Information supplied ::
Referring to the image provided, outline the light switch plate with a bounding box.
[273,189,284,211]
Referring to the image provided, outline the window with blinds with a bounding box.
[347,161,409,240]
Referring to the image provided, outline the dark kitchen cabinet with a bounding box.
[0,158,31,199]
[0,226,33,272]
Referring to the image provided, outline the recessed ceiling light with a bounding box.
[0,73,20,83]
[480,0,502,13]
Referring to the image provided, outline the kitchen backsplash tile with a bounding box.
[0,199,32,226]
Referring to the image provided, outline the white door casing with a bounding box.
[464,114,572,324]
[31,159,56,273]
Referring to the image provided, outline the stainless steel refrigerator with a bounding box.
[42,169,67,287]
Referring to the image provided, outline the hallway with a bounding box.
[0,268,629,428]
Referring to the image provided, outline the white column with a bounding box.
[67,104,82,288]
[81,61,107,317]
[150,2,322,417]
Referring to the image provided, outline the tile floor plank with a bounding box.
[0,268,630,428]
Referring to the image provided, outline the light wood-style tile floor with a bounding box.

Given task ::
Reproduce all of the material above verbatim, line for line, changing nothing.

In response ::
Referring to the image provided, outline the light switch plate with a bounding box.
[273,189,284,211]
Referring to the image provided, outline the window with blinds with a bounding box.
[347,161,409,240]
Referring to the image provided, outline the dark kitchen cabinet with a bounding box.
[0,158,31,199]
[0,226,33,272]
Referring to the image provided, outline the recessed ceiling light with a bounding box.
[0,73,20,83]
[480,0,502,13]
Referring to the image provided, outline the kitchen backsplash tile with a bounding box.
[0,199,32,226]
Referring to the image provided, outline the white door casing with a bounding box.
[464,114,572,324]
[31,159,56,273]
Referring to the image provided, outline the stainless steel refrigerator with a bounding box.
[42,169,67,287]
Referring to the image provided, outline the hallway with a bounding box.
[0,268,629,428]
Referring to the image provided, outline the white column with a bounding box.
[67,104,82,288]
[81,61,107,317]
[150,2,322,417]
Referring to the image provided, outline the tile floor plank with a bounding box.
[0,268,630,428]
Referring to the image provided, outline the light wood-style tile floor with a bounding box.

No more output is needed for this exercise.